■ Objectives ■
1 – In the commit notes, which two error codes do the guard's error paths now treat as absence?
2 – Return the passage of the commit notes starting at "- 147 prose-only" and ending at "the structured blocks)", word for word.

■ Supplied passage ■
Adds `scripts/check-design-system-flag-parity.ts`, registered in
`pnpm guard`. The guard walks every brand and asserts:

- 147 prose-only brands produce byte-identical prompts under flag-off
  vs flag-on (PR-D's "no-op for legacy brands" promise)
- 2 structured brands diverge as expected (catches a future regression
  that silently dropped the structured blocks)

Smoke evidence on #1385 (PR-C):
- `default` — 10/10 brand tokens used byte-for-byte in treatment vs
  0/10 invented colors in control
- `kami` — treatment recovers brand name (`Kami · 纸`), the two-tier
  surface (`--bg` parchment + `--surface` ivory), the CN font stack
  override, and the `components.html` card pattern; control invented
  "Replica" as a brand name

Co-authored-by: Cursor <cursoragent@cursor.com>

* review: address @nettee + @lefarcen feedback on parity guard

Two blocking findings from #1544 review:

1. @nettee — guard's inventory walk silently passed on unreadable
   filesystem state. `fileExists` swallowed every `stat` error and the
   bare `readdir` catch returned `[]` for any failure. A renamed
   `design-systems/` tree, a permission-denied DESIGN.md, or a
   directory at the brand path would have left `pnpm guard` happy
   after checking 0 brands — exactly the silent misconfiguration this
   guard exists to catch. Both error paths now treat only ENOENT /
   ENOTDIR as absence and rethrow everything else, mirroring the
   `readFileOptional` fix already applied to PR-C's
   `apps/daemon/src/design-systems.ts`.

Picture annotation entries:
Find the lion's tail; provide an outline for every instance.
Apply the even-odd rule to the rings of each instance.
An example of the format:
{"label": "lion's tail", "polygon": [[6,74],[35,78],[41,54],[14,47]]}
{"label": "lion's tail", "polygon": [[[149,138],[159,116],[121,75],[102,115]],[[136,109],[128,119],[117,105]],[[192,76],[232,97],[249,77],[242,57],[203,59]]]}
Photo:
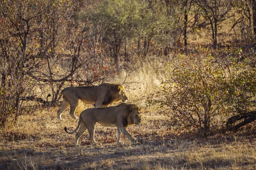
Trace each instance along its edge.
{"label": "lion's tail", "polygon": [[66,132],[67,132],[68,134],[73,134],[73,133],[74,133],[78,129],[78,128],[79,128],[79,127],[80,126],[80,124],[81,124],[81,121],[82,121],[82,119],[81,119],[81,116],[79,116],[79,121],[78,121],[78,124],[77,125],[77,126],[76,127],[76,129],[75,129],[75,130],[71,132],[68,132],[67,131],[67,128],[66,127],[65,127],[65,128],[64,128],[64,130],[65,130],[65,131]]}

--

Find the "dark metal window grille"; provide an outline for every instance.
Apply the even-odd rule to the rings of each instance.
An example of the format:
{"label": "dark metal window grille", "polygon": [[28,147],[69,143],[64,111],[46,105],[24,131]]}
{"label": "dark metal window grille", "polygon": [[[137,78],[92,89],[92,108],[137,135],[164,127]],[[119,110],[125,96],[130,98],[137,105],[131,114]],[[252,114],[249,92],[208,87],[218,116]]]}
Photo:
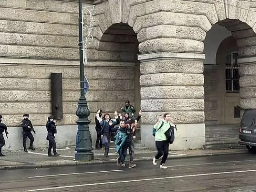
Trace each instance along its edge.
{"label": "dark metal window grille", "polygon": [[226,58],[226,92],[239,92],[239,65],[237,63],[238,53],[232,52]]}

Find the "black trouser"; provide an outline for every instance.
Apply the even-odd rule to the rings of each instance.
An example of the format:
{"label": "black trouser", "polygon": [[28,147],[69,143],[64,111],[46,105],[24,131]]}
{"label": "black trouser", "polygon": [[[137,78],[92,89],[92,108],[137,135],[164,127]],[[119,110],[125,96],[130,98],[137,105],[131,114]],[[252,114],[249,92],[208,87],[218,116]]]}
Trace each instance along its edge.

■ Solutions per task ■
1 – ENOENT and ENOTDIR.

2 –
- 147 prose-only brands produce byte-identical prompts under flag-off
  vs flag-on (PR-D's "no-op for legacy brands" promise)
- 2 structured brands diverge as expected (catches a future regression
  that silently dropped the structured blocks)